### Extracted records
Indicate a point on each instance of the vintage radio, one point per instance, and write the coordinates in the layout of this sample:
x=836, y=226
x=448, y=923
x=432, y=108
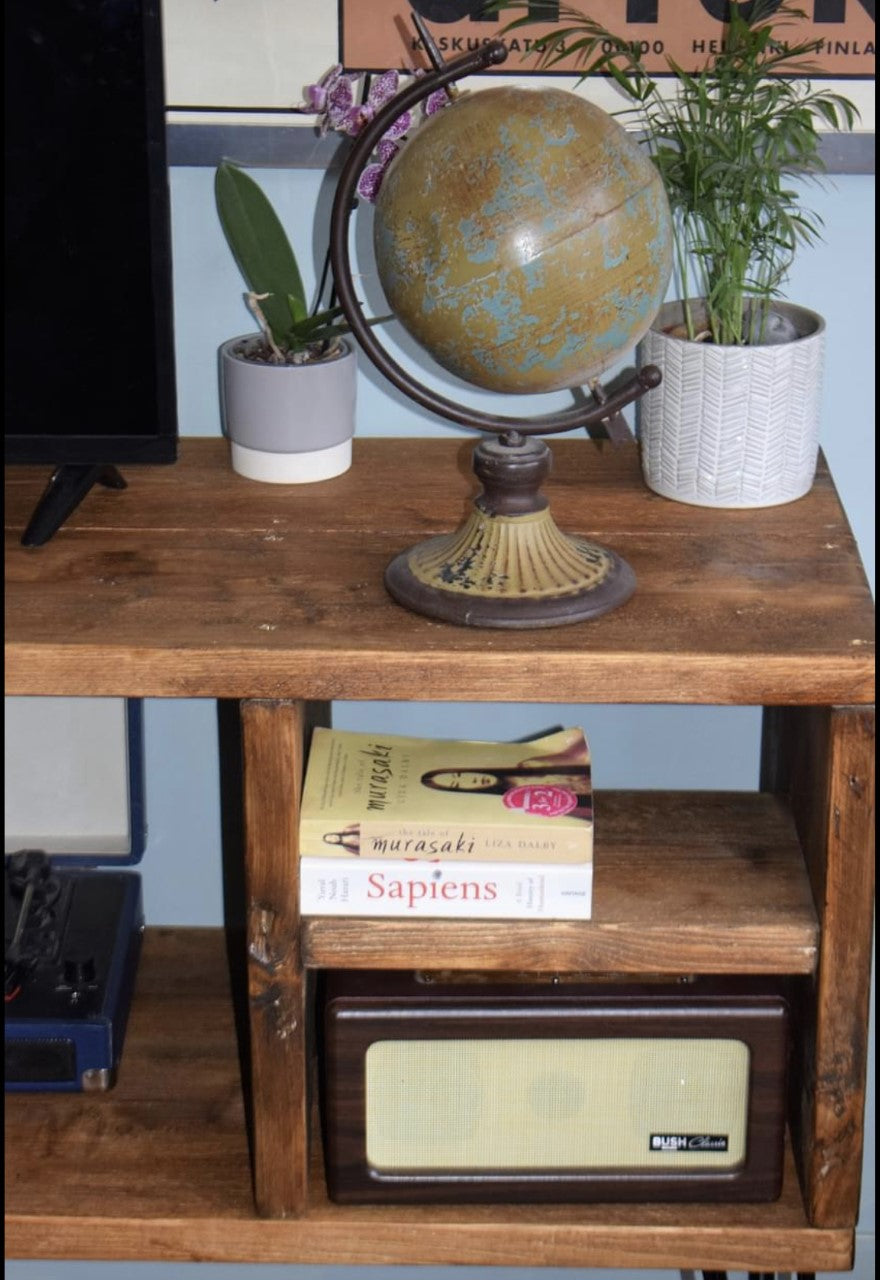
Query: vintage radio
x=610, y=1091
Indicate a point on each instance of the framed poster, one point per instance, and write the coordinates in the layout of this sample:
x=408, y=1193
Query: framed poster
x=380, y=33
x=233, y=63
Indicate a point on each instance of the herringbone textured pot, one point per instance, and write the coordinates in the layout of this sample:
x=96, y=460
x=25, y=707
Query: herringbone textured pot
x=732, y=426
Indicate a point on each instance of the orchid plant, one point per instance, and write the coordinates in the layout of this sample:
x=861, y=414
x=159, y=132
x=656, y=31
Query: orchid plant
x=290, y=332
x=334, y=101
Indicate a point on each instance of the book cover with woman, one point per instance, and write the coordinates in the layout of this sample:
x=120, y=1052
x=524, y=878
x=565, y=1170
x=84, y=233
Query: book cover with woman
x=389, y=796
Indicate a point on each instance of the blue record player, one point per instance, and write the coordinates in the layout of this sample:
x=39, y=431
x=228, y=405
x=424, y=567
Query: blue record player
x=72, y=923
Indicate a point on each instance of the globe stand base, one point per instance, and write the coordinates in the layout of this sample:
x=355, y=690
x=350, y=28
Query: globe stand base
x=509, y=565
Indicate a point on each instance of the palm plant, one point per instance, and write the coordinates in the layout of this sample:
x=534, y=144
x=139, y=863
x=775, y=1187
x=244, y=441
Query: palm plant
x=729, y=144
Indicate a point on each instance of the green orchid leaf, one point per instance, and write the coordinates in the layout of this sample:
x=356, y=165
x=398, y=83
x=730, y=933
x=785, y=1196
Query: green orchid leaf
x=260, y=247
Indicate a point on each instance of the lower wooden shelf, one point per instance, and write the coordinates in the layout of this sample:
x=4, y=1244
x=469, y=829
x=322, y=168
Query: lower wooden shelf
x=159, y=1169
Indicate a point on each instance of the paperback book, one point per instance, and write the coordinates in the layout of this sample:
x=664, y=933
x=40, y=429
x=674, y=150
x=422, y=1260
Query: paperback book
x=388, y=822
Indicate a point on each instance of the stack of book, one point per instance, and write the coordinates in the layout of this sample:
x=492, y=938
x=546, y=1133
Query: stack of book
x=427, y=827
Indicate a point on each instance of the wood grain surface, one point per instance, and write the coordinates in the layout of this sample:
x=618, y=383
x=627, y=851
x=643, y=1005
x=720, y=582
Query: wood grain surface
x=197, y=583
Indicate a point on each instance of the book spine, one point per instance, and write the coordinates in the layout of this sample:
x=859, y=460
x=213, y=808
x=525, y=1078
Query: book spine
x=516, y=891
x=395, y=841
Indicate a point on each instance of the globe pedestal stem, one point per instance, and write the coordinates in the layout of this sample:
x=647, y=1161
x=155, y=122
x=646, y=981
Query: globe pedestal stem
x=509, y=565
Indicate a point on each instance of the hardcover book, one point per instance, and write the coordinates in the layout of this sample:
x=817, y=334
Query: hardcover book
x=386, y=823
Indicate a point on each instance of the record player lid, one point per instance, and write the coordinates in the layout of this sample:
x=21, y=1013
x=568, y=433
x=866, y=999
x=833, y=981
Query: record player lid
x=74, y=780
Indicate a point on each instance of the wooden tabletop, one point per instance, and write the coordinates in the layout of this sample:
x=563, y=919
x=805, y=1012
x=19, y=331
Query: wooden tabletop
x=197, y=583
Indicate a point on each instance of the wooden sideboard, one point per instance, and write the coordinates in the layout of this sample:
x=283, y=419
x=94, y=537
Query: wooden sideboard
x=195, y=583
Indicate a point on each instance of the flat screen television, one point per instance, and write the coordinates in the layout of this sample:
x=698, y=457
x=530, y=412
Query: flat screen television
x=90, y=351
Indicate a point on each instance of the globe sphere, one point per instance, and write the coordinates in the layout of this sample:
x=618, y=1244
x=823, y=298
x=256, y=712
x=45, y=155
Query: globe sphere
x=523, y=238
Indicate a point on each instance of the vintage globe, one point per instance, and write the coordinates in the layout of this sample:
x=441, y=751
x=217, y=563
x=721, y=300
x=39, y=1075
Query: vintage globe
x=523, y=238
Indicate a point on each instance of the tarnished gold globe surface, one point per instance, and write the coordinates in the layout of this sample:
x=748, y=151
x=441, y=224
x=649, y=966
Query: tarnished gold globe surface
x=523, y=238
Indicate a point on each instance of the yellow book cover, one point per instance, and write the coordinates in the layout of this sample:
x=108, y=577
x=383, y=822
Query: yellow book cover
x=386, y=796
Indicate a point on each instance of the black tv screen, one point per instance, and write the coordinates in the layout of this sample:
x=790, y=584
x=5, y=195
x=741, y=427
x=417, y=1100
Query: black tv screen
x=88, y=355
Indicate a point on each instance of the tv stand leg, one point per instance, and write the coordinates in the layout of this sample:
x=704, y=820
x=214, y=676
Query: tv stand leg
x=64, y=492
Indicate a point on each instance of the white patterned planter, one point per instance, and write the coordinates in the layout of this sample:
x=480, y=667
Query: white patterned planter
x=732, y=426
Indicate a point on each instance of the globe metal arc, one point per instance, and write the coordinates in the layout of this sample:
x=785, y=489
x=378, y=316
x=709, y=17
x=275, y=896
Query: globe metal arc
x=523, y=240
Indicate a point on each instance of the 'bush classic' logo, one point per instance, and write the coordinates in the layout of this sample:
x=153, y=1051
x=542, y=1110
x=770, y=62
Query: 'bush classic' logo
x=665, y=1143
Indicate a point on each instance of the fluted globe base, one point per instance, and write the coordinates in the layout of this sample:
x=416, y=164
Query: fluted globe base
x=509, y=571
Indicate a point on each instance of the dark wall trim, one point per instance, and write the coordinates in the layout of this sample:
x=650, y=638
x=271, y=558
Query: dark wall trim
x=282, y=147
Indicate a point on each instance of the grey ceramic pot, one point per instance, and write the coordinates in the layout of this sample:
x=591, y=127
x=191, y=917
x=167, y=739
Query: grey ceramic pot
x=288, y=424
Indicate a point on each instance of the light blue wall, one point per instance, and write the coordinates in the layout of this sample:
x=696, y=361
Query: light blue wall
x=632, y=746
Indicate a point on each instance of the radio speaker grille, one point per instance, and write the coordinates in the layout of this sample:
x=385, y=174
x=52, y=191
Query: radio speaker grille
x=528, y=1105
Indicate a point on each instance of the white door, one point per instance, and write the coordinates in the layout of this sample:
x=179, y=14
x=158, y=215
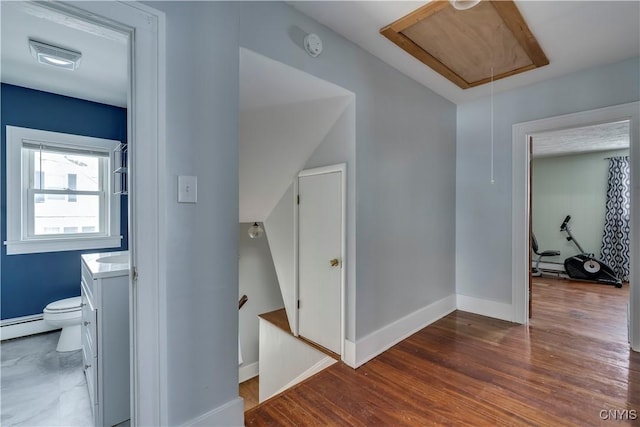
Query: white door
x=320, y=258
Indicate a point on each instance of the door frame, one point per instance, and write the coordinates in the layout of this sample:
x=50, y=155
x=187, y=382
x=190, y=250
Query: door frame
x=146, y=111
x=342, y=168
x=521, y=208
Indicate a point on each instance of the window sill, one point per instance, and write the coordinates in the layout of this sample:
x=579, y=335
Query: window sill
x=61, y=245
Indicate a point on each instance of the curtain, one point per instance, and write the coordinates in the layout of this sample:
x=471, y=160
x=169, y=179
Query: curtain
x=615, y=240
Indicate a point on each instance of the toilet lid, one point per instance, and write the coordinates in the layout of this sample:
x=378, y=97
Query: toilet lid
x=65, y=304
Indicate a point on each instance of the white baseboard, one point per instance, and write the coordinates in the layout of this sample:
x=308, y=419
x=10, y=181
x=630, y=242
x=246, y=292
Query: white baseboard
x=230, y=414
x=483, y=307
x=377, y=342
x=322, y=364
x=246, y=372
x=349, y=356
x=23, y=326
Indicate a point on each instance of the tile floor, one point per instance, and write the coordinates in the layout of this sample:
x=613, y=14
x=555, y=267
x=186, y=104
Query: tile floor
x=41, y=387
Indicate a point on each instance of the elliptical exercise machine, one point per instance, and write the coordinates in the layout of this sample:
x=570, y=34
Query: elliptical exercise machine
x=584, y=266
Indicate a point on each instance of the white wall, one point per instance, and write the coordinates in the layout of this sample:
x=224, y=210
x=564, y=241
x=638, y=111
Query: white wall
x=279, y=228
x=405, y=176
x=256, y=279
x=483, y=210
x=406, y=150
x=201, y=263
x=573, y=185
x=275, y=142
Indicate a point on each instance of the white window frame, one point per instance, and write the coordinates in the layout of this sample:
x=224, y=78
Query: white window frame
x=20, y=236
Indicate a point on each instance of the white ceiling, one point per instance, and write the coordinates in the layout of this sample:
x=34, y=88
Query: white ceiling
x=574, y=35
x=102, y=75
x=600, y=137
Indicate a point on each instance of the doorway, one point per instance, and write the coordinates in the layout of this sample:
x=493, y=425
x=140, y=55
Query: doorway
x=580, y=188
x=146, y=133
x=321, y=248
x=521, y=209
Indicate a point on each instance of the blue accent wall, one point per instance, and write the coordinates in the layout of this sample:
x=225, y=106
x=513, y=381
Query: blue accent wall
x=29, y=282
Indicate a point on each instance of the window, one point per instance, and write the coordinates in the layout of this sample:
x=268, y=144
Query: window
x=60, y=192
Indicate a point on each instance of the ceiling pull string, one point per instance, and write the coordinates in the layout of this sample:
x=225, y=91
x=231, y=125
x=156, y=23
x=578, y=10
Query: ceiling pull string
x=492, y=177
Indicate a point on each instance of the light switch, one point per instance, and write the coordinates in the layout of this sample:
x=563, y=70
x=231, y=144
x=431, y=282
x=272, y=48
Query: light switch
x=187, y=189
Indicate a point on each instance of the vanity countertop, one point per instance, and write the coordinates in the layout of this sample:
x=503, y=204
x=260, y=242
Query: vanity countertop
x=107, y=264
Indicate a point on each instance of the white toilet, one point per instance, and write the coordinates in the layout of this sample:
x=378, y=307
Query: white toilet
x=66, y=314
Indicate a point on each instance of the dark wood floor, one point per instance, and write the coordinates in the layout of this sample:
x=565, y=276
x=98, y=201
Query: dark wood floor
x=571, y=363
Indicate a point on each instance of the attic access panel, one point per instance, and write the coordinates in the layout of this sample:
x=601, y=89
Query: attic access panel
x=469, y=46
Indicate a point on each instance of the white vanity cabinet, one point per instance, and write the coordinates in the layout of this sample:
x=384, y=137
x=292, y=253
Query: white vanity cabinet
x=105, y=335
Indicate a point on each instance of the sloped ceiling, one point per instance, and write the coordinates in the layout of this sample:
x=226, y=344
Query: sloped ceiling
x=284, y=115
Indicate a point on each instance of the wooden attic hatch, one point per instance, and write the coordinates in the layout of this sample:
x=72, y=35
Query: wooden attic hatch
x=470, y=47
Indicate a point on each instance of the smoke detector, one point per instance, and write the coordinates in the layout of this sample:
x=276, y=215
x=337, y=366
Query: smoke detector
x=313, y=44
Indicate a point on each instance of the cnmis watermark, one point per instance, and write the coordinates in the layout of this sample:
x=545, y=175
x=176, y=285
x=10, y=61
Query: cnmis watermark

### TASK STATEMENT
Rewrite the data from the start through the line that contains "x=159, y=1169", keeping every line and shifting each coordinate in the answers by 87. Leave the pictures out.

### TASK SOLUTION
Indicate a point on each instance of the vintage radio, one point per instance, and write the coordinates in the layout of this sample:
x=836, y=226
x=448, y=923
x=432, y=108
Query: vintage radio
x=697, y=1178
Indicate a point on each instance of the framed poster, one point per instance, and write the coordinates in the layout of this sample:
x=408, y=1193
Query: framed poster
x=467, y=120
x=320, y=150
Indicate a point on each instance of the herringbone textured pot, one point per instance, and write the coordinates in the layout of this sample:
x=96, y=460
x=25, y=707
Query: herringbone textured pot
x=819, y=513
Indicate a point on each instance of the orchid plant, one point per instance, and write the coordinates in the layout of this sample:
x=861, y=414
x=159, y=132
x=656, y=31
Query: orchid plant
x=377, y=419
x=421, y=188
Indicate a point on each instance of the book cover with woman, one point per instance, and write the coordinates in the layout of this sample:
x=120, y=1052
x=524, y=878
x=565, y=1170
x=84, y=233
Query: book cover with woman
x=476, y=883
Indicate a point on each instance of the blue record player, one point per instance, and write the coordinates in the layout of this sample:
x=39, y=431
x=228, y=405
x=424, y=567
Query: blue record player
x=159, y=1010
Indicate a point on each instance of the globe stand base, one point per instance, and write the coordinates in the layout of this sample:
x=355, y=690
x=350, y=28
Query: globe stand base
x=596, y=652
Indicate a point on each instance of the palm plant, one point per instance, and write the coordinates in the layout of this sample:
x=534, y=144
x=139, y=863
x=775, y=1187
x=244, y=441
Query: palm plant
x=816, y=231
Indicate a point on each instance of the green orchid leaf, one point per instance, and write the coordinates in the layout of this sample:
x=356, y=165
x=398, y=83
x=730, y=933
x=785, y=1196
Query: green orchid leaf
x=347, y=334
Indicate a point on each instance of the lower wooden shelf, one point per instance, and write the coordinates in the layout of this sample:
x=4, y=1244
x=469, y=829
x=322, y=168
Query: lower wooden shelf
x=246, y=1256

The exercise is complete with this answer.